La Cassazione rigetta il ricorso per infondatezza e si sofferma su alcune interessanti considerazioni.

In particolare, afferma come la sentenza impugnata non presenti il vizio contestato (ossia una motivazione inesistente, o comunque meramente apparente), contenendo invero un’effettiva e congrua motivazione sul dolo del delitto in commento di indebita compensazione.

 

I comportamenti attenzionati dai giudici in merito alla corresponsabilità del professionista

La sentenza del Tribunale ha evidenziato:

  1. l’assenza di un qualunque elemento (conversazioni, dichiarazioni, documenti) che attestasse la partecipazione dell’indagato al disegno criminoso volto a frodare l’Erario, in termini diversi dal mero inoltro di 3 modelli F24;
     
  2. il numero stesso dei modelli inviati, che “non depone di certo nel senso di un suo consapevole inserimento nella trama fraudolenta”, necessariamente a base della frode, peraltro evidentemente sostenuta da atti preordinati (contratto di accollo, pagamenti) nei quali il professionista non risultava aver mai coperto alcun ruolo o essere stato coinvolto;
     
  3. la cessazione del rapporto professionale, avvenuta appena dopo l’invio dei modelli F24.

Elenco righe:
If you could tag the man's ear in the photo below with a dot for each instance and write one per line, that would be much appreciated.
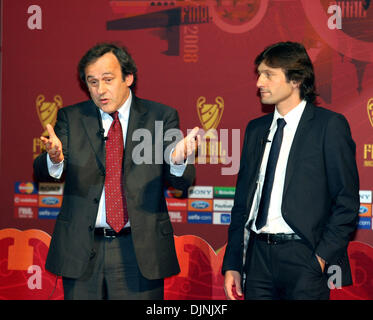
(129, 79)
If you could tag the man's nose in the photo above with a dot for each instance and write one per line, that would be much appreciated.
(260, 81)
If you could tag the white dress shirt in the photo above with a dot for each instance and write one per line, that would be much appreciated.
(56, 170)
(275, 222)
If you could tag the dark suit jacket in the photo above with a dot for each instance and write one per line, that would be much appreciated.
(78, 128)
(321, 192)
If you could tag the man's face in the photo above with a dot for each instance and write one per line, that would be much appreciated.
(105, 83)
(274, 87)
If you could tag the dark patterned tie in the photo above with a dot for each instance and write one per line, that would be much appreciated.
(116, 209)
(261, 218)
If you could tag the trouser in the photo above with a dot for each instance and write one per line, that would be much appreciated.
(283, 270)
(113, 274)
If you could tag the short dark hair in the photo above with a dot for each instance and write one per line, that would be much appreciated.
(126, 62)
(293, 59)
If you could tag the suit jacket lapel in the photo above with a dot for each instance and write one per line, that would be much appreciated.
(92, 124)
(135, 121)
(303, 128)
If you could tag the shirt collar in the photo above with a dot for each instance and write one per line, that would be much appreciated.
(292, 117)
(123, 110)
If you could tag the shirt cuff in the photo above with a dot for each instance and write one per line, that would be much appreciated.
(177, 169)
(55, 169)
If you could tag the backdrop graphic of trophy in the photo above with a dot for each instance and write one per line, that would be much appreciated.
(210, 115)
(47, 111)
(370, 110)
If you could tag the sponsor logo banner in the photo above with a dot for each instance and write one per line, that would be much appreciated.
(25, 212)
(25, 188)
(176, 204)
(223, 204)
(222, 218)
(48, 213)
(51, 188)
(224, 192)
(200, 217)
(199, 205)
(26, 200)
(178, 216)
(50, 201)
(203, 192)
(365, 196)
(173, 193)
(365, 210)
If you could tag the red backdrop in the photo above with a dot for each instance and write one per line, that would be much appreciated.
(192, 55)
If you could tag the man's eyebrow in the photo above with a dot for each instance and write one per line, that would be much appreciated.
(104, 74)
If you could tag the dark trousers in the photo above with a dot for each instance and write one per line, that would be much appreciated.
(286, 270)
(113, 274)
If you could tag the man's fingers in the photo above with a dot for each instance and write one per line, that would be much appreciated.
(193, 133)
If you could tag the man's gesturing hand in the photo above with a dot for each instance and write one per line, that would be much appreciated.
(232, 285)
(53, 145)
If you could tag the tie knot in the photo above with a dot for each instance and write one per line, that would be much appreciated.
(281, 123)
(115, 115)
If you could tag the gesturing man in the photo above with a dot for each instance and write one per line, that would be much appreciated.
(113, 238)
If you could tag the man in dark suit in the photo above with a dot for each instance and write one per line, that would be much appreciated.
(297, 194)
(113, 238)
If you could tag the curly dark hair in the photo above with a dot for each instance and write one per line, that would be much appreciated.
(293, 59)
(126, 62)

Consegna 1:
Ricopia, per favore, il brano sulla sentenza della Cassazione da "La Cassazione rigetta" a "di indebita compensazione.".
Consegna 2:
Prosegui il brano sulla sentenza della Cassazione a partire dalla sua ultima frase.
Le righe non entrano in gioco in alcun modo.

Risposta 1:
La Cassazione rigetta il ricorso per infondatezza e si sofferma su alcune interessanti considerazioni.

In particolare, afferma come la sentenza impugnata non presenti il vizio contestato (ossia una motivazione inesistente, o comunque meramente apparente), contenendo invero un’effettiva e congrua motivazione sul dolo del delitto in commento di indebita compensazione.

Risposta 2:
    Il professionista aveva inoltrato per conto della società solo tre modelli F24, peraltro il primo per un importo rilevante (circa 110 mila euro), mentre i successivi per somme modeste (957,71 euro e 601,77 euro), così da far emergere ulteriormente l’insussistenza del profilo soggettivo del reato.
    Nessun elemento, infine, aveva supportato l’ipotesi che l’indagato rivestisse il ruolo di ideatore della frode, e che si fosse poi allontanato dalla società soltanto per escludere da sé ogni sospetto.

 

In conclusione…

La sentenza della Corte non afferma di certo che il professionista non possa incorrere nel delitto in concorso con il proprio cliente, quanto che per configurarlo devono emergere indici del tutto evidenti, da apprezzare ictu oculi (Cassazione n. 26007/III/19); diversamente, si configurerebbe un inammissibile giudizio di responsabilità fondato su mere presunzioni oggettive.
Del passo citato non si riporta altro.